- **Directions**
1. Please print the stretch of the project proposal guidelines from "1. It is absolutely" through "the general question.", word for word.
2. Carry the project proposal guidelines forward from their final sentence, writing what comes next.

- **Selected extract**
▬▬▬▬▬▬▬▬▬▬

GENERAL COMMENTS ABOUT PROJECT PROPOSALS:

 

A couple of comments pertaining to all proposals:

(i) All the references in your reference list must be cited within the text, otherwise there is no way to evaluate the relevance of the references to your research.

(ii) You must explain what is already known about the question you’re addressing. Even if nothing is known about the specific contrast you’re investigating, you must explain what is already known about closely related areas. 

 

The next time you need to turn in your project proposal is on April 11th, with your final stimulus materials (see web-site). At that time the document should look like a(n unfinished) paper, not a proposal. It should be written in scientific style. There’s lots of guides to scientific writing on the web, but below you’ll find some of the most important “rules”. Your April 11th version of the project should already conform to these. These guidelines are not specific to neurolinguistics, they apply to all scientific writing. (Theoretical linguistics papers do not yet follow scientific writing style, strictly speaking, but they are becoming more and more scientific, and learning to write in this style can only improve your linguistics papers.)

 

  1. It is absolutely vital that your paper starts out with a statement of the general question your research addresses and an explanation of why this is a fascinating problem in the study of language (and, hopefully, human cognition in general). If your problem isn’t fascinating, why should you bother studying it and why should anyone bother to read your paper? Make your general question as general as possible. Then narrow down to the more specific question you’re addressing and explain its relevance for the general question.

 

Good intro: “To what extent does perception depend on attention? This issue has been a central question in attention theory over the past 40 years, yet it remains unresolved. Two contrasting positions have emerged. Some

studies have suggested the importance of attention for perception, showing that unattended stimuli apparently receive very little processing (1). Other studies, however, have implied that unattended stimuli can be perceived and have some effect on behavior as measured by indirect methods (for example, reaction times and evoked  potentials) (2). Here, we combine functional imaging and psychophysics to test a theory that resolves the long-standing controversy between these two established positions.”

▬▬▬▬▬▬▬▬▬▬

[Dataset entries]

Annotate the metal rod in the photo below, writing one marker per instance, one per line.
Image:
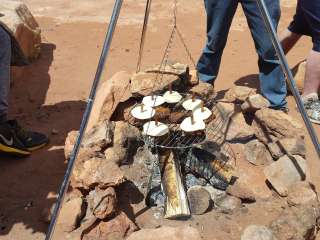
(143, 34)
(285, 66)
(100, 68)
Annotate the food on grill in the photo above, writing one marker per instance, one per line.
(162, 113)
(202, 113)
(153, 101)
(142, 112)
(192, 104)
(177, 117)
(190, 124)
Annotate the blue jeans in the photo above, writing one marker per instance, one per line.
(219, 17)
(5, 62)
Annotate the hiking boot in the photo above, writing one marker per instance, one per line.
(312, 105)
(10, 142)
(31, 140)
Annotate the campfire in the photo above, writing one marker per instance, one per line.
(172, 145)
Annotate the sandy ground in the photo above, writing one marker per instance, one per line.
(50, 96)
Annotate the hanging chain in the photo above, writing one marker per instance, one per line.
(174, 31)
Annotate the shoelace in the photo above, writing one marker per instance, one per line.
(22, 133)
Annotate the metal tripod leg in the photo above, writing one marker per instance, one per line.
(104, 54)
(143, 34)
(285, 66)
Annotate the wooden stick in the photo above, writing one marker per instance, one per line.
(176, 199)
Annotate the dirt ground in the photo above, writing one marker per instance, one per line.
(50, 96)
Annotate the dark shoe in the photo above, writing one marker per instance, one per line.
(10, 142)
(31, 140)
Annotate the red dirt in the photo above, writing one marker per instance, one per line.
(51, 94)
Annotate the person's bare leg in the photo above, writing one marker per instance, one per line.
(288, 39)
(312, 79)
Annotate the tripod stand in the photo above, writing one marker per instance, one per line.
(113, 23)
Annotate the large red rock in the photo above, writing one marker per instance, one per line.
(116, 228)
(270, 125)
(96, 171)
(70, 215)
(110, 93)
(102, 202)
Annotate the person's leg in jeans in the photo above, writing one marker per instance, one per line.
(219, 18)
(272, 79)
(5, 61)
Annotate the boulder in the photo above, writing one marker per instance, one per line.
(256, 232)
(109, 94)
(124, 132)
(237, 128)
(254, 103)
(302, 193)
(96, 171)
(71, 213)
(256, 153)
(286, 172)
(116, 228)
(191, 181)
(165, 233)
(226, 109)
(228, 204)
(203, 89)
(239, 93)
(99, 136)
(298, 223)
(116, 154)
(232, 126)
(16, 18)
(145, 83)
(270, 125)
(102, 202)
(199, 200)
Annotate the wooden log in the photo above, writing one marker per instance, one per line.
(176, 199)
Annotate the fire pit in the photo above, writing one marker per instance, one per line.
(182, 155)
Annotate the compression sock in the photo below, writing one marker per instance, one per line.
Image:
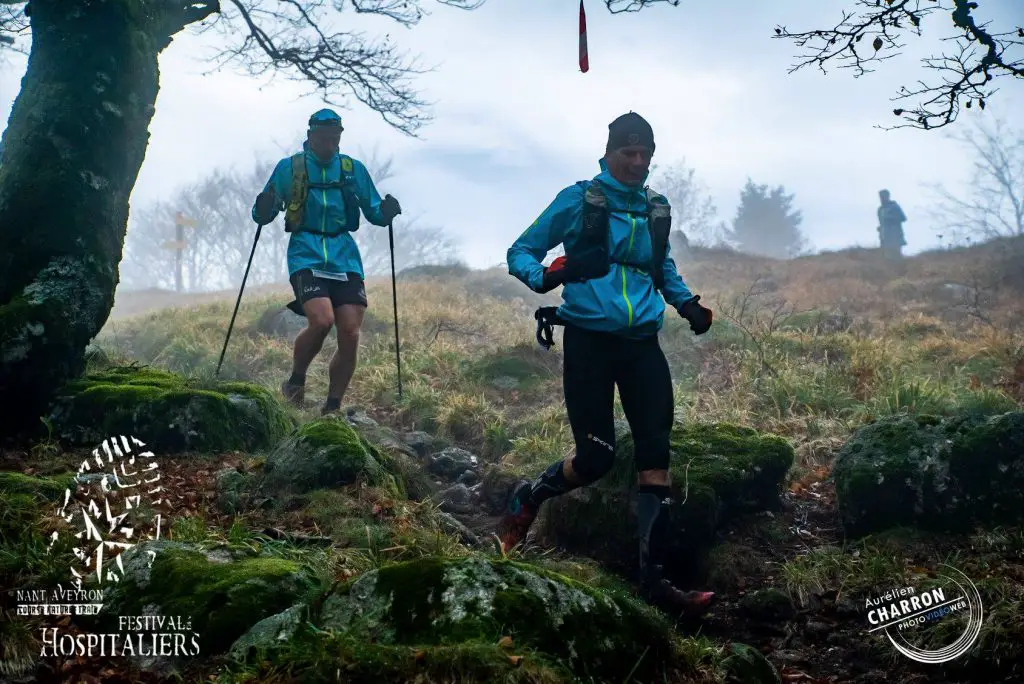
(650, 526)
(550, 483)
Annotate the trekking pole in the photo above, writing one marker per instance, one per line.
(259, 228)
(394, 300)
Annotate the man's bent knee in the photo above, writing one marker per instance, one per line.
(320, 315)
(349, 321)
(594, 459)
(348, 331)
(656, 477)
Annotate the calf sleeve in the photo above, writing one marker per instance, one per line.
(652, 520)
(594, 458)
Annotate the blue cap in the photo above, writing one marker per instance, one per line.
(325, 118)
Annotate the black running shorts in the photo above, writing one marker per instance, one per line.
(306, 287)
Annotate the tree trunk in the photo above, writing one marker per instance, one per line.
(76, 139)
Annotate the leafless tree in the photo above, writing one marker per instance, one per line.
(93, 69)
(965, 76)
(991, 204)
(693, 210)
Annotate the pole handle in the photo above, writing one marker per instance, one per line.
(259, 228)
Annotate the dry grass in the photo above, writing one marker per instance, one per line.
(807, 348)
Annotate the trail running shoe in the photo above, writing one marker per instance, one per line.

▬▬▬▬▬▬▬▬▬▬

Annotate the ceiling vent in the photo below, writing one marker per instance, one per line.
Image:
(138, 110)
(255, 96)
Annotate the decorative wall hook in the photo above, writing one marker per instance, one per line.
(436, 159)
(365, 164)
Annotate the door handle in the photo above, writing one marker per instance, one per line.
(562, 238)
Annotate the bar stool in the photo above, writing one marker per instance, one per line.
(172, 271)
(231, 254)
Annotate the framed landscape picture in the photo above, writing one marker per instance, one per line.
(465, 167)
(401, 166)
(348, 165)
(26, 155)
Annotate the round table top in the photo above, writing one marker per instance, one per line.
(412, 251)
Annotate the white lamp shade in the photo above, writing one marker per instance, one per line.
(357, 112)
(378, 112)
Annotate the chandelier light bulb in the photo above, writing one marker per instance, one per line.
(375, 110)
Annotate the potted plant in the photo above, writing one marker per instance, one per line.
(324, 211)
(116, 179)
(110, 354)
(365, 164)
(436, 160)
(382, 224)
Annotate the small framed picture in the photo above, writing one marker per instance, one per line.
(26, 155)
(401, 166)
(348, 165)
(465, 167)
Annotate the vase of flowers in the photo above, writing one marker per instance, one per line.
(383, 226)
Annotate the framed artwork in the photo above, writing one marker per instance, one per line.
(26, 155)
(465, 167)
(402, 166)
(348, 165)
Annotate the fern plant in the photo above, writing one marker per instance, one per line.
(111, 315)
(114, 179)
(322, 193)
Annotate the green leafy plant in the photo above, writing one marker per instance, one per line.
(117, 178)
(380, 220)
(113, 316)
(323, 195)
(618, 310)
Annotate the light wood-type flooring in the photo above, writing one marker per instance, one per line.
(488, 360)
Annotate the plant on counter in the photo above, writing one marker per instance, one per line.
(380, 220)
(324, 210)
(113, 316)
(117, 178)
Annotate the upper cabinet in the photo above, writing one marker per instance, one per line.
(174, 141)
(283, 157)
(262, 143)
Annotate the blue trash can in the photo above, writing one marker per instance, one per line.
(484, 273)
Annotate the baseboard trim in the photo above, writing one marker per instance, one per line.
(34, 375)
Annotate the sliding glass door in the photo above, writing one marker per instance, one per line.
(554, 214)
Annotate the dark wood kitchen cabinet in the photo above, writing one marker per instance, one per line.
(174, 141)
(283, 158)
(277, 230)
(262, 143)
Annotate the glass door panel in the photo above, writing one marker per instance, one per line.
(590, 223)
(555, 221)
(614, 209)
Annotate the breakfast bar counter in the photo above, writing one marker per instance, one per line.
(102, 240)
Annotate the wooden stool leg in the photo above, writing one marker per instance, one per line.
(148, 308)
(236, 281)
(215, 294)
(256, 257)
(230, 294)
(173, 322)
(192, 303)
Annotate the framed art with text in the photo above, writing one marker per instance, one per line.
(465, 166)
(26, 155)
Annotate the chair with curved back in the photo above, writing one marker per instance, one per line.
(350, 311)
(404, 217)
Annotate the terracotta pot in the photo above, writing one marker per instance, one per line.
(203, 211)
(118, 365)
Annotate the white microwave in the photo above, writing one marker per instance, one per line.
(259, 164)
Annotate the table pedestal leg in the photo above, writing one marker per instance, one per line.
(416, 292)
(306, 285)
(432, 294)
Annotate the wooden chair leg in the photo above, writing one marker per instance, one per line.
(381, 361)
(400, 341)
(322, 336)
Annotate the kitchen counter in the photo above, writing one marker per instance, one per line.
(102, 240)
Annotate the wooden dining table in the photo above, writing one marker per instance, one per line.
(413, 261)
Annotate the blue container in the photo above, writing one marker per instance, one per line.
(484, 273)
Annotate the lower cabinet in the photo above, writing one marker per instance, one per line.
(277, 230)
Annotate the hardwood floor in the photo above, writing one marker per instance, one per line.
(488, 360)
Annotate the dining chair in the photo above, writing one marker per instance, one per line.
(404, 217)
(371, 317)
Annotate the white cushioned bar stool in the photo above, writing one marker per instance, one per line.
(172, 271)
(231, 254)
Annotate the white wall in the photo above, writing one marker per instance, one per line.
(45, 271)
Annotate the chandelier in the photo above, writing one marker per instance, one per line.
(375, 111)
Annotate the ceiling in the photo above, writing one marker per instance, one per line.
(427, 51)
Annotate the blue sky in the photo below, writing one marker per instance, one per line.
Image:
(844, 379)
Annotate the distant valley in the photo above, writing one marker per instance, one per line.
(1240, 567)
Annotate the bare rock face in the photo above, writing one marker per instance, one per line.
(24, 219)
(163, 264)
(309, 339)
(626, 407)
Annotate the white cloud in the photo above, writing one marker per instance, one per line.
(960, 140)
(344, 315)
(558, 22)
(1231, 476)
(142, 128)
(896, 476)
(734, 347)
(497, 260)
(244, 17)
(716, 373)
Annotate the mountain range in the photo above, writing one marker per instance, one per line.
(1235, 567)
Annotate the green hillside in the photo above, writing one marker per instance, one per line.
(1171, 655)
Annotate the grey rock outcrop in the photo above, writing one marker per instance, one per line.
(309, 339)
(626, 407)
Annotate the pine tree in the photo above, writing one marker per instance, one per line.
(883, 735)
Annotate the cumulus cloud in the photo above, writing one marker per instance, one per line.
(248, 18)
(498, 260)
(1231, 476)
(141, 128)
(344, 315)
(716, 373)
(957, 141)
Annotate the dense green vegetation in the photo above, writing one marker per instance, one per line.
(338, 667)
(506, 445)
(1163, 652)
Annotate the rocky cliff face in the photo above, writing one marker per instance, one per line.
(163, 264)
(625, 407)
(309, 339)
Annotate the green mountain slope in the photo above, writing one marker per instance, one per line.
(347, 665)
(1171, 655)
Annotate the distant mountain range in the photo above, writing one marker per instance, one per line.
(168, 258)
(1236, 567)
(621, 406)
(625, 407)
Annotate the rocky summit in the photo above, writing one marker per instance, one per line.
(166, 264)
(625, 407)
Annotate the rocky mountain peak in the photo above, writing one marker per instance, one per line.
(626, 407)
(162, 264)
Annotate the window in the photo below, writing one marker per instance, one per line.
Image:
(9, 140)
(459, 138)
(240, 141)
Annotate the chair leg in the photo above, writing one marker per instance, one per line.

▬▬▬▬▬▬▬▬▬▬

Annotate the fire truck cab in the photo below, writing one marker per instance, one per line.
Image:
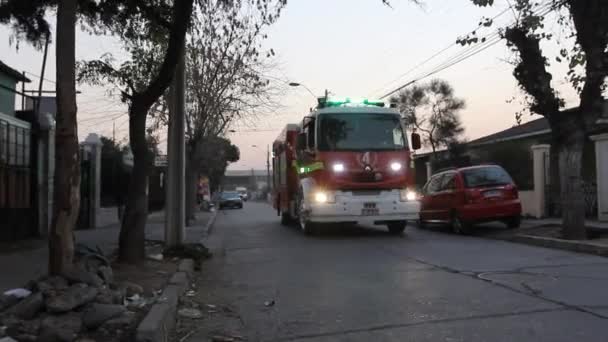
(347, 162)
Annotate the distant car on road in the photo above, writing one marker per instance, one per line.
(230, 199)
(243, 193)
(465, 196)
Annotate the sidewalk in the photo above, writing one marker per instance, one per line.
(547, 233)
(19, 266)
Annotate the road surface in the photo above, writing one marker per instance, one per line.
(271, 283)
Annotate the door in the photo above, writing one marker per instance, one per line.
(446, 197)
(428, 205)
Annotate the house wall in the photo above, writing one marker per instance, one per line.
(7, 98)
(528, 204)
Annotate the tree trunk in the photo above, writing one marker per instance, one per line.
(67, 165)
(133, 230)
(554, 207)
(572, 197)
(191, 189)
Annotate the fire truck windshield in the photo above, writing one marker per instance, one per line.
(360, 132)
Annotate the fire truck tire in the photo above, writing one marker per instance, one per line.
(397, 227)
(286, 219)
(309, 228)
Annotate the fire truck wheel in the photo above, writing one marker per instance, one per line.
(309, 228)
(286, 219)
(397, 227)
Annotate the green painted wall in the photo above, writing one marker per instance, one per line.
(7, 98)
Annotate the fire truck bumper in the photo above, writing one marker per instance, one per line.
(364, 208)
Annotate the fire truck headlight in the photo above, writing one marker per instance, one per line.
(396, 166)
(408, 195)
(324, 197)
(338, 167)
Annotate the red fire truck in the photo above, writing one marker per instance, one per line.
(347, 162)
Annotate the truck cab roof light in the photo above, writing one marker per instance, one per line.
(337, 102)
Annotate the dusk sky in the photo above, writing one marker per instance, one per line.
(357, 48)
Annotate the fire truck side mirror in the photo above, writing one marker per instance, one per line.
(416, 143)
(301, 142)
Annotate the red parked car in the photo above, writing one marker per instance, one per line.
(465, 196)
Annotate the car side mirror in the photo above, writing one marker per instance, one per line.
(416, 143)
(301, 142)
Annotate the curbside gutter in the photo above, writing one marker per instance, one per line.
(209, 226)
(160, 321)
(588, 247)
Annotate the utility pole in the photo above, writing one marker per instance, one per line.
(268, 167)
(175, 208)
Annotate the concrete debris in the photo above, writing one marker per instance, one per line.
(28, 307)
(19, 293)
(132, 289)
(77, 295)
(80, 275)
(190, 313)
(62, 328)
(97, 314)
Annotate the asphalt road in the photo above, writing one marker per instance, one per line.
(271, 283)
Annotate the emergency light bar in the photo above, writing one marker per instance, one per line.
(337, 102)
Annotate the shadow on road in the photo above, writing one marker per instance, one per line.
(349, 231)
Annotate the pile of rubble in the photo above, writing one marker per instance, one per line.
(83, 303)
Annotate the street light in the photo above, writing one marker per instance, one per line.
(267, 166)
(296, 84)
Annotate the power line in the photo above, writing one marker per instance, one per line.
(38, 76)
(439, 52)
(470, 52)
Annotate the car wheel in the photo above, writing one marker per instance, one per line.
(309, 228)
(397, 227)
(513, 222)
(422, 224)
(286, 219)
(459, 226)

▬▬▬▬▬▬▬▬▬▬

- **Responses to the exercise**
1.
1. It is absolutely vital that your paper starts out with a statement of the general question your research addresses and an explanation of why this is a fascinating problem in the study of language (and, hopefully, human cognition in general). If your problem isn’t fascinating, why should you bother studying it and why should anyone bother to read your paper? Make your general question as general as possible. Then narrow down to the more specific question you’re addressing and explain its relevance for the general question.

2.
 

Bad intro: “In this study we first asked people to perform linguistic tasks of low or high load while ignoring irrelevant visual motion in the periphery of the display. In a second experiment each trial was followed by visual motion artefact. Our aim was to better understand how attention works.

(Huh? Why are the authors interested in this specific task? How exactly would this help us understand attention??)    

 

  1. The paper should be written in an objective style. The first person singular is never used (unless you’re a Nobel laureate reviewing your ground-breaking discoveries!). The first person plural can be used, if there are several authors. If there is a single author, the passive is always used. You never report your own opinions, your opinions don’t matter. What matters is: (i) what are the possible ways in which the world works (the hypothesis space) and (ii) how the evidence available (either collected by you or someone else) bears on these possibilities, i.e. what is likely to be true. I.e. you can only report your own opinions by expressing them as part of the hypothesis space and then backing them up with evidence. 

 

  1. You cannot make factual statements without either providing a reference for them, or proving evidence for them yourself. I.e. you cannot make a statement like: “Honey bees’ foraging habits are heavily debated” without citation to the studies that have looked at honey bees’ foraging habits. Also, you cannot say “linguistic object A involves the structure X” without citing studies that have argued for X, or without providing evidence for X yourself.

 

  1. You should write in the past tense, scientific papers report research that has happened in the past.

 

  1. Conciseness and clarity are most important aspects of scientific writing. Here’s some useful advice (from: http://www.humboldt.edu/~mac24/sci_wri/pg1.html):

A scientific paper attempts to tell others about some specific data you have collected and how you interpret those data. Papers should be direct; brevity is a natural consequence of a direct presentation style that avoids unnecessary wordiness. Scientific papers are somewhat journalistic in this respect. Although generally brief, good scientific papers explain each important point clearly and fully, using complete sentences. Diligent attention to grammar and style is crucial to the success of such a spare, direct approach. Every sentence must have a purpose; every word must be chosen with care and must be genuinely necessary for effective communication. Scientific manuscripts contain no rambling, descriptive passages in which to hide sloppy thinking or poorly conceived ideas. Metaphor, analogy, hyperbole, and other literary devices are rarely used in scientific writing. Their absence is nearly absolute in reportive papers, such as those you will write in the general biology laboratory. Remember, your purpose in writing a scientific paper is to present information clearly and unambiguously; literary devices such as these often operate obliquely and are thus inappropriate in a direct presentation. Although good scientific writing eschews colorful language and unnecessary embellishment, it is not impoverished or dull; rather, it achieves a formal elegance through its lean efficiency.